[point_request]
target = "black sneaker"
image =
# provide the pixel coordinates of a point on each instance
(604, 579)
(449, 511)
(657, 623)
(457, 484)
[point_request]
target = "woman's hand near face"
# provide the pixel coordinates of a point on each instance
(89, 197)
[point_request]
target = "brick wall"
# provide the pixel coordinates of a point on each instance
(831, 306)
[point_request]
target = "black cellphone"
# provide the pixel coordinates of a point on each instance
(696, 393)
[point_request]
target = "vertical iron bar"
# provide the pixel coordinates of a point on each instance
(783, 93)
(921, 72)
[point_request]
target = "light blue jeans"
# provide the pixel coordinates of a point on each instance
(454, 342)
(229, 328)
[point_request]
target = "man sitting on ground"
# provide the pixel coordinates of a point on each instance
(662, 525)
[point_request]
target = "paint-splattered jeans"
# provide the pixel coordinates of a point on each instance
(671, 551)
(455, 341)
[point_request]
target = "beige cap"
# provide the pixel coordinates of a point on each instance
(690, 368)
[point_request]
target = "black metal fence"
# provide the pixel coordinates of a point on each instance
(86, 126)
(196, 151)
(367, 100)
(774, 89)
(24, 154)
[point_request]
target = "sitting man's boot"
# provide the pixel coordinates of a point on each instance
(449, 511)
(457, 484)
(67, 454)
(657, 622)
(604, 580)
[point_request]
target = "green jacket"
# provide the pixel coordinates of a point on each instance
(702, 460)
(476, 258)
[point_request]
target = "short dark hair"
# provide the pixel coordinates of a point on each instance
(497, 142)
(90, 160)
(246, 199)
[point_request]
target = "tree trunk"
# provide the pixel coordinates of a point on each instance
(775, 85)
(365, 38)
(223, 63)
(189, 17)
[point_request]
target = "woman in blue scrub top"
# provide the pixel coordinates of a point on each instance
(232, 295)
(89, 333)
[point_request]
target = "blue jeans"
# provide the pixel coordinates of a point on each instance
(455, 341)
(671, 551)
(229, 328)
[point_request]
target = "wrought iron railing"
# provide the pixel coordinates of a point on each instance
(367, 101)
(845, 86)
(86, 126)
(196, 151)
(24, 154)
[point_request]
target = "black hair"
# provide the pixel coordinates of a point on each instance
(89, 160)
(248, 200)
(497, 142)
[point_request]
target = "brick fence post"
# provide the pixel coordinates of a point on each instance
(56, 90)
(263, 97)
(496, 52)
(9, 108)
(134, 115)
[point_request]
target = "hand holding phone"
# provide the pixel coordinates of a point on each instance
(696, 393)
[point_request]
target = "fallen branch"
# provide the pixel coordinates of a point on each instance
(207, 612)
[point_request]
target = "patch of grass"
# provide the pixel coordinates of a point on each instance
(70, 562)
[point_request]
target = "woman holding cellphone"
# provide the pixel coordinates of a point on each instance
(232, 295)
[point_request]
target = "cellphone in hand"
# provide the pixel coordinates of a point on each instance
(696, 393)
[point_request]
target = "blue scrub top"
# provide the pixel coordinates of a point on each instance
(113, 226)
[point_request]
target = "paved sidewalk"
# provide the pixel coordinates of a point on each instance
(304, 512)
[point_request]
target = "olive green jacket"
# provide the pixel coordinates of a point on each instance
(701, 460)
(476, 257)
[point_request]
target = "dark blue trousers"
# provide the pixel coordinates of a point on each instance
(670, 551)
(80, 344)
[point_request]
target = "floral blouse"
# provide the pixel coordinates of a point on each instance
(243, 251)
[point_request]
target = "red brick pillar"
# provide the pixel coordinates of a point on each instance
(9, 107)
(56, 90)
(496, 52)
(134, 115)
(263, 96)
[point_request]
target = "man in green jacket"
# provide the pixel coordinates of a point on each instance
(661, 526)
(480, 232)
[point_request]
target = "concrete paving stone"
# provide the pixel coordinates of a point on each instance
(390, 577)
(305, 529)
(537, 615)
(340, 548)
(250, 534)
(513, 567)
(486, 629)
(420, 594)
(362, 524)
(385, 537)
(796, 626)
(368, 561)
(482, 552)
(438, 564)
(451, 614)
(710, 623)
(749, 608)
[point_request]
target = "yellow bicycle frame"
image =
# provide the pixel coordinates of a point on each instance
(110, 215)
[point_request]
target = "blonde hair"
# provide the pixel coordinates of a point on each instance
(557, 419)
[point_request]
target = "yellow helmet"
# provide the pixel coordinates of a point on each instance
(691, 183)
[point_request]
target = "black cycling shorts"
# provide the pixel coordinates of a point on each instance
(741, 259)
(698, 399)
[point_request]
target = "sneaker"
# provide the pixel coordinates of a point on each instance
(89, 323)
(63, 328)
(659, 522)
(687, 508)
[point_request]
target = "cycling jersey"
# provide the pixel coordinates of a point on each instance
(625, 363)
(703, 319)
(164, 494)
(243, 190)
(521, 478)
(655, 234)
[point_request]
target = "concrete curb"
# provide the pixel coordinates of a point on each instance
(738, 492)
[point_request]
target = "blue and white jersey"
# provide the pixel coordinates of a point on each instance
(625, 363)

************

EXERCISE DIRECTIONS:
Search the material above for the word "jersey", then copy out each line that has it.

FINISHED TASK:
target = "cycling jersey"
target = "blue and white jersey"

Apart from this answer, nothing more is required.